EXERCISE GOAL: Copy the stretch of the listing from the line containing "Wanted | a point on the window, one" through the line containing "Target | chimney on roof", word for word, including both of those lines.

EXTRACTED MATERIAL:
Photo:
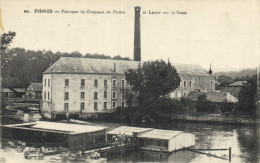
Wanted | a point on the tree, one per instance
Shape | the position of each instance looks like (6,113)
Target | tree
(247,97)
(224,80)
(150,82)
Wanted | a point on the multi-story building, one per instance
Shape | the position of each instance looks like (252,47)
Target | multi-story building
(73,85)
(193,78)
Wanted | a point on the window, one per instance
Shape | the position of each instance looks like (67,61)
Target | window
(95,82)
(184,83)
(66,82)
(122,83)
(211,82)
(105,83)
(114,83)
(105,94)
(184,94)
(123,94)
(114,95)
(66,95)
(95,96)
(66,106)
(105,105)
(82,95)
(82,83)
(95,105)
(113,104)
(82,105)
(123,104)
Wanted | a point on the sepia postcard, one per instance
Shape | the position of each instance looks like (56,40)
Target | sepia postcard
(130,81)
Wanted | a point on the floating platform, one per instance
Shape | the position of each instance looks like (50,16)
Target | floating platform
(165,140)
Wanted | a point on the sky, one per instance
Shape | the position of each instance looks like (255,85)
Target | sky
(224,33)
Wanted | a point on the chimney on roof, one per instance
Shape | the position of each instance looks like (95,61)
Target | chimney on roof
--
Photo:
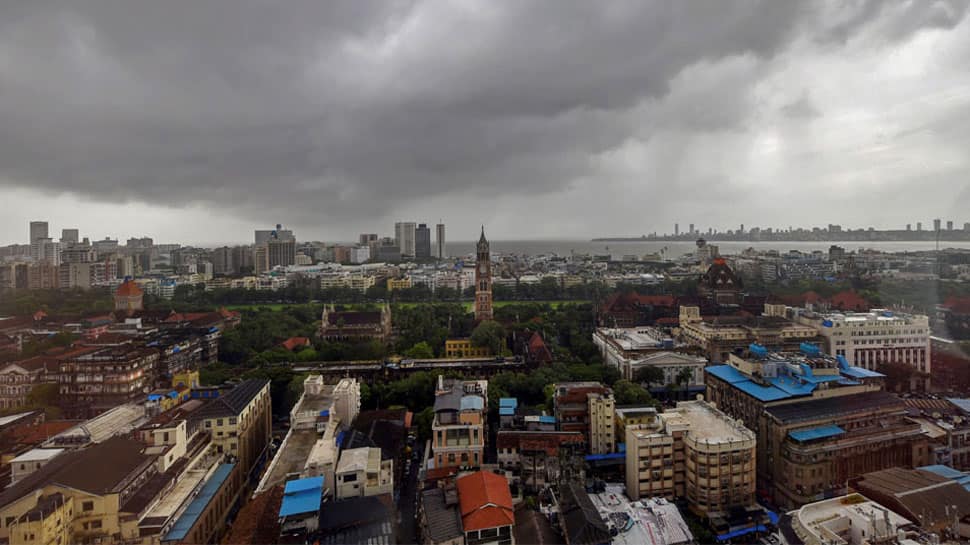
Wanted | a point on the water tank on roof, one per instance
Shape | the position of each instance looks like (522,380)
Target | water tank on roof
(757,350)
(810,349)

RESULT OF THE EXERCISE:
Wanted | a point on the window, one per instance
Shape | the position of each instance looks like (67,61)
Target | window
(95,82)
(184,83)
(66,82)
(122,83)
(211,82)
(105,83)
(114,83)
(105,94)
(184,94)
(123,94)
(114,95)
(66,95)
(95,96)
(66,106)
(105,105)
(82,95)
(82,83)
(95,105)
(113,104)
(82,105)
(123,104)
Wanted | a point on the sepia postcard, one per instance
Shape | the position of each instance looks like (56,40)
Target | sepia postcard
(130,81)
Wanted | a point on the floating platform, one per instance
Shape | the position of each instance looks like (50,16)
Target | floating platform
(165,140)
Wanted | a point on the sky, one per instance
Shape | the position of each instance looks like (255,85)
Target | sky
(224,33)
Wanted | a point on the chimney on roof, one per instance
Shape | the position of each instance looks like (95,61)
Target | chimney on roof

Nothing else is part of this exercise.